## [Material for this exercise]
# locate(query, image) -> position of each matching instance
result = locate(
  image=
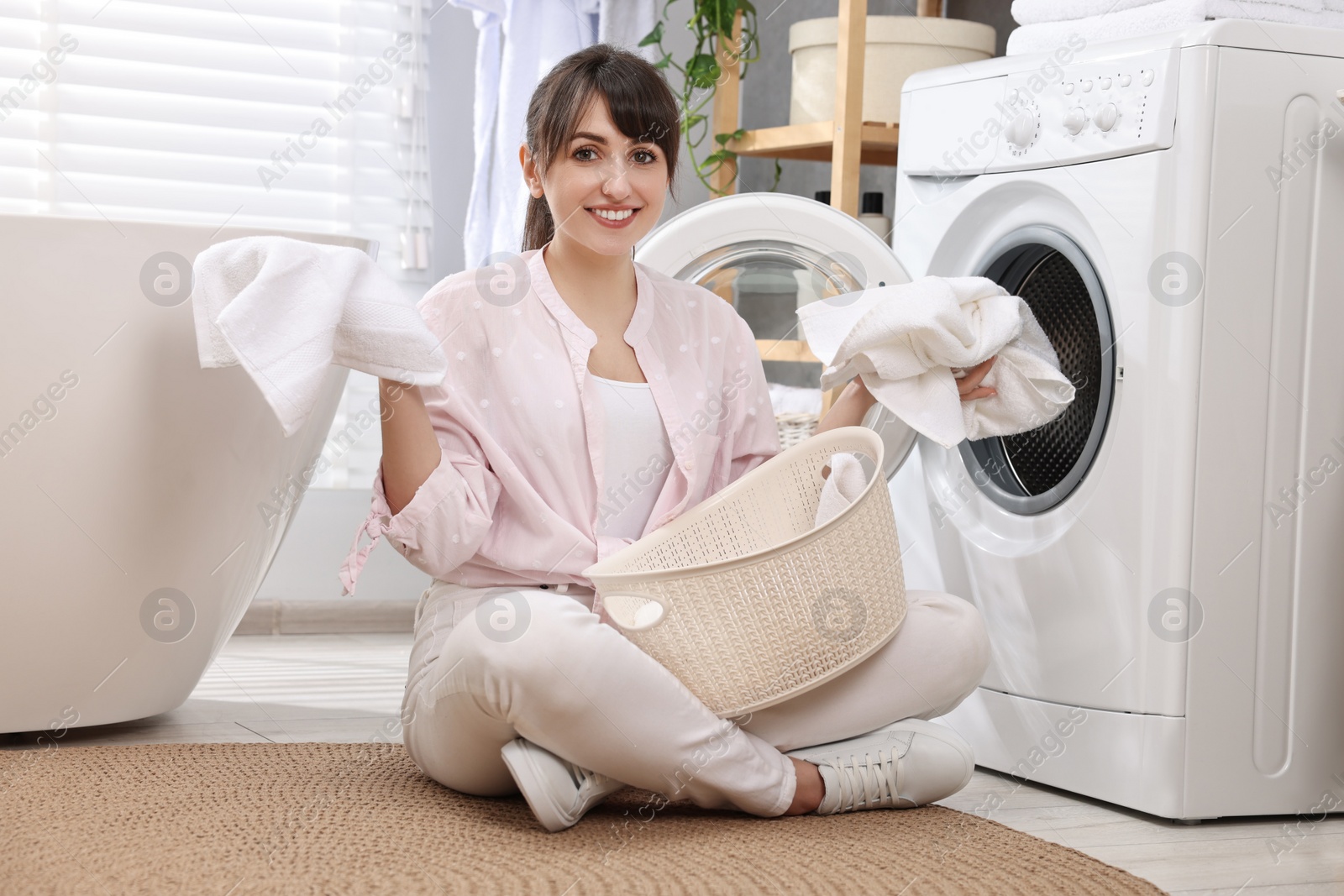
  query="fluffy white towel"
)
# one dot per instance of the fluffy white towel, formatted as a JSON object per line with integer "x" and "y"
{"x": 1153, "y": 18}
{"x": 904, "y": 342}
{"x": 843, "y": 486}
{"x": 288, "y": 309}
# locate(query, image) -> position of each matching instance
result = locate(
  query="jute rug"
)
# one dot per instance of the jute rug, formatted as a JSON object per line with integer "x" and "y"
{"x": 242, "y": 819}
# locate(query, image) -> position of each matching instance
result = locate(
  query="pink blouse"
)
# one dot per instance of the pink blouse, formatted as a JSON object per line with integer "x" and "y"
{"x": 517, "y": 493}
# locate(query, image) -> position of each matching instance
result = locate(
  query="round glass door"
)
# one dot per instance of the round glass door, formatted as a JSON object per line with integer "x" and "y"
{"x": 766, "y": 281}
{"x": 1034, "y": 472}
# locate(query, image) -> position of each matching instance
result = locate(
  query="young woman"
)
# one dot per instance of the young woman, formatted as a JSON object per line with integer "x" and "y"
{"x": 588, "y": 402}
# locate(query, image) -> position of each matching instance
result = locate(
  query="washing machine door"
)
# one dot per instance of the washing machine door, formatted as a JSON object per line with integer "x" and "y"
{"x": 769, "y": 254}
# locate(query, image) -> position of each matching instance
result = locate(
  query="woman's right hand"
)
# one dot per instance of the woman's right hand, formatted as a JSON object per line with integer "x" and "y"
{"x": 969, "y": 385}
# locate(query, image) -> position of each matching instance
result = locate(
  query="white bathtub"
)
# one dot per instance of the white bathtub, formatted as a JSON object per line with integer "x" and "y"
{"x": 134, "y": 484}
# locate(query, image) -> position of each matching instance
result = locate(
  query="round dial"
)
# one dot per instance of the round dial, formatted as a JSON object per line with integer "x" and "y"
{"x": 1106, "y": 116}
{"x": 1021, "y": 130}
{"x": 1075, "y": 118}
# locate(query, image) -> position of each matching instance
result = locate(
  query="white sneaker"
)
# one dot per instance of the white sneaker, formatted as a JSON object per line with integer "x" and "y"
{"x": 905, "y": 765}
{"x": 558, "y": 792}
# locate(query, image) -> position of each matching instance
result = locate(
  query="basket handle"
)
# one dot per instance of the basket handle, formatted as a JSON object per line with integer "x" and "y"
{"x": 635, "y": 610}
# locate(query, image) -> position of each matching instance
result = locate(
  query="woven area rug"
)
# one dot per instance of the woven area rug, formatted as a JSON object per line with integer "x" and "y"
{"x": 239, "y": 819}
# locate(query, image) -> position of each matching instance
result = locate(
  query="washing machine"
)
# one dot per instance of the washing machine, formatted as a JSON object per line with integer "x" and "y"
{"x": 1160, "y": 567}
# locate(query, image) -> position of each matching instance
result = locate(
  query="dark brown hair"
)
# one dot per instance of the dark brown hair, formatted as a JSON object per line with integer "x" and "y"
{"x": 642, "y": 103}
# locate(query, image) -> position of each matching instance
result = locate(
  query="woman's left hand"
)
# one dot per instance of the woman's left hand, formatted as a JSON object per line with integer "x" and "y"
{"x": 969, "y": 385}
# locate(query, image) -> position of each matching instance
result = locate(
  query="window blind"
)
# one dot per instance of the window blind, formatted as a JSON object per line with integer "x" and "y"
{"x": 304, "y": 114}
{"x": 297, "y": 114}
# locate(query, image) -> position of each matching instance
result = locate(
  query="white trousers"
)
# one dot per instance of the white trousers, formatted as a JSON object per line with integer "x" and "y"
{"x": 543, "y": 667}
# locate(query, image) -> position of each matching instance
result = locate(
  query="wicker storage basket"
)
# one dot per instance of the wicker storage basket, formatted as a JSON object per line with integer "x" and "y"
{"x": 745, "y": 600}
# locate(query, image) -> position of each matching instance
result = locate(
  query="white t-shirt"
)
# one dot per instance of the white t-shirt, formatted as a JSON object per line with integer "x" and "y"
{"x": 638, "y": 452}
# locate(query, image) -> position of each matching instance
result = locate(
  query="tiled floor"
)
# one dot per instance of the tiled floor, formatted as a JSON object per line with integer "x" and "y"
{"x": 349, "y": 688}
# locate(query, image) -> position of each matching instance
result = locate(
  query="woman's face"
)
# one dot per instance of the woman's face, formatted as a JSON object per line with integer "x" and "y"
{"x": 605, "y": 190}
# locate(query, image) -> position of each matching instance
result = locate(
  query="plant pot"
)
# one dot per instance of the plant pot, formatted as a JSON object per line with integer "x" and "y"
{"x": 897, "y": 47}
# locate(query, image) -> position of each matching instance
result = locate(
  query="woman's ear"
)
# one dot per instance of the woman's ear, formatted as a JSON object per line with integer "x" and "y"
{"x": 530, "y": 176}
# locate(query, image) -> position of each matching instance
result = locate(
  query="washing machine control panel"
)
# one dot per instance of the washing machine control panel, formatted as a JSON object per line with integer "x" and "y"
{"x": 1052, "y": 112}
{"x": 1088, "y": 110}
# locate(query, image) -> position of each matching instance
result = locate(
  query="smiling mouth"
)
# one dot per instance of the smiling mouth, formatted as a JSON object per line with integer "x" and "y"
{"x": 613, "y": 215}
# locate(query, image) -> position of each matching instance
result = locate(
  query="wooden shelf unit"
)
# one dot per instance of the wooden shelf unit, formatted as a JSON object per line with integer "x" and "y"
{"x": 847, "y": 143}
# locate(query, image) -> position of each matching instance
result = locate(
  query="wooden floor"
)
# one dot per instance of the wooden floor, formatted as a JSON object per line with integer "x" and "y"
{"x": 349, "y": 688}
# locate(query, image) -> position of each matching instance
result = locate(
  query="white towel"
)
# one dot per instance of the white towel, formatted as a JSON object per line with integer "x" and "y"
{"x": 904, "y": 342}
{"x": 624, "y": 23}
{"x": 843, "y": 486}
{"x": 1149, "y": 18}
{"x": 288, "y": 309}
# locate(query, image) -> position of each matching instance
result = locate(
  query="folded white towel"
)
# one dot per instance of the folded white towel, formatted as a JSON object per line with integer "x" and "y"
{"x": 1030, "y": 13}
{"x": 843, "y": 486}
{"x": 904, "y": 342}
{"x": 1153, "y": 18}
{"x": 288, "y": 309}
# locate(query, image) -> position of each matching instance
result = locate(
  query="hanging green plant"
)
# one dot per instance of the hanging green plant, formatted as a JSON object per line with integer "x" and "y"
{"x": 711, "y": 23}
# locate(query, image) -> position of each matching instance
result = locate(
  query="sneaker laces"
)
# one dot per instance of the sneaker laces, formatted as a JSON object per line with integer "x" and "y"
{"x": 869, "y": 782}
{"x": 582, "y": 775}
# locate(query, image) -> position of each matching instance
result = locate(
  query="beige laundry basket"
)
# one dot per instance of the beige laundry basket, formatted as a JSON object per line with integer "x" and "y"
{"x": 745, "y": 600}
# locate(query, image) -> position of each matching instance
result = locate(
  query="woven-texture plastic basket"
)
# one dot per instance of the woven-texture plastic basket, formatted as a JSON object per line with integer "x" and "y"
{"x": 745, "y": 600}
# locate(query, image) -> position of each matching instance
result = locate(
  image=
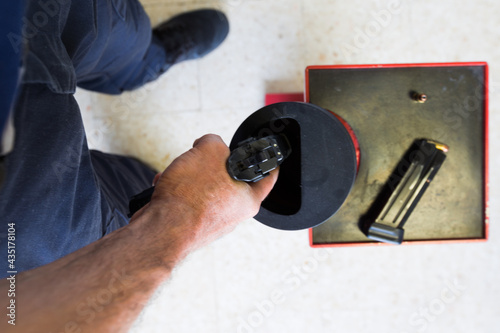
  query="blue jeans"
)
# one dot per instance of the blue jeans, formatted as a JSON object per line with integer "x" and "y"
{"x": 59, "y": 195}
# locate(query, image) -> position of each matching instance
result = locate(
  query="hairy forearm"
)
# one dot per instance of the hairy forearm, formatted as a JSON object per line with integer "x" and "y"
{"x": 101, "y": 287}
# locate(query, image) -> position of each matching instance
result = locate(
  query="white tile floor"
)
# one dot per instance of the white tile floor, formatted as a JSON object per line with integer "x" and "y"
{"x": 262, "y": 280}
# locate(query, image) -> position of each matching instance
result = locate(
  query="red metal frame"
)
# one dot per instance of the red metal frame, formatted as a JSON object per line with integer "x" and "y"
{"x": 485, "y": 152}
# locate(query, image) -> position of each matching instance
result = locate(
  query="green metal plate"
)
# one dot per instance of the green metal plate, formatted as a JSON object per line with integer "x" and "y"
{"x": 377, "y": 104}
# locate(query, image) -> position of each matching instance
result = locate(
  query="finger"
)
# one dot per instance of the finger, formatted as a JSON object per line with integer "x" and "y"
{"x": 262, "y": 188}
{"x": 157, "y": 177}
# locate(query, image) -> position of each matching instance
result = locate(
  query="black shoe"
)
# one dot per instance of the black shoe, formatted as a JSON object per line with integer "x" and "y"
{"x": 192, "y": 35}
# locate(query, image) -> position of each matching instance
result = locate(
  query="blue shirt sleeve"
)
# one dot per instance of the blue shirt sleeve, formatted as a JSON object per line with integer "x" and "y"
{"x": 11, "y": 12}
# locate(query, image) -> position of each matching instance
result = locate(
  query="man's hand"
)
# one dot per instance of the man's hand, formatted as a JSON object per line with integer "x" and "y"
{"x": 104, "y": 286}
{"x": 198, "y": 183}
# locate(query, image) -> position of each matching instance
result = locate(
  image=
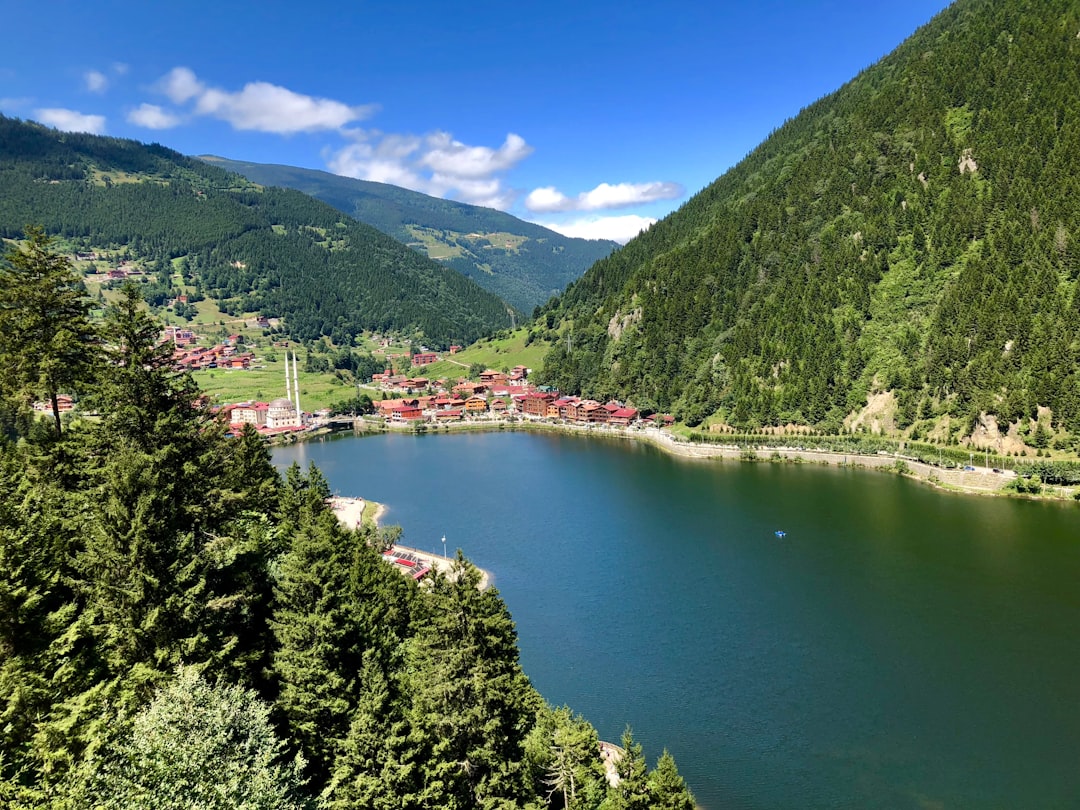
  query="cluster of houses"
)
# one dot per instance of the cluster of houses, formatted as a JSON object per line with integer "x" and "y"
{"x": 188, "y": 356}
{"x": 500, "y": 383}
{"x": 528, "y": 404}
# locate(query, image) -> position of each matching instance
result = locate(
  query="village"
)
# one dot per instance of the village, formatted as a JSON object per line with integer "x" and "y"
{"x": 404, "y": 401}
{"x": 413, "y": 401}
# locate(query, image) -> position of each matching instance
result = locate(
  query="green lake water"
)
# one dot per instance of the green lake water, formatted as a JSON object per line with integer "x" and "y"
{"x": 899, "y": 647}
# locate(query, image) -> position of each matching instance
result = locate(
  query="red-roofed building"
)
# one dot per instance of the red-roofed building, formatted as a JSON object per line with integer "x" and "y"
{"x": 475, "y": 404}
{"x": 250, "y": 413}
{"x": 405, "y": 410}
{"x": 423, "y": 359}
{"x": 537, "y": 404}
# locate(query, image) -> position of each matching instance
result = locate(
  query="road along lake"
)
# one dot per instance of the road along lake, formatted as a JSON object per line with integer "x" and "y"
{"x": 895, "y": 647}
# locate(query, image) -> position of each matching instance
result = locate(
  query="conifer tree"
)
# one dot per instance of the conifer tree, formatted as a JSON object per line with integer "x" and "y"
{"x": 667, "y": 787}
{"x": 633, "y": 791}
{"x": 46, "y": 340}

## [What the task asks]
List every line of the entries above that contains the word "forearm".

## [Solution to this exercise]
  query="hairy forearm"
# one dot per instance of the hairy forearm, formatted as a JSON object per line with integer "x" and "y"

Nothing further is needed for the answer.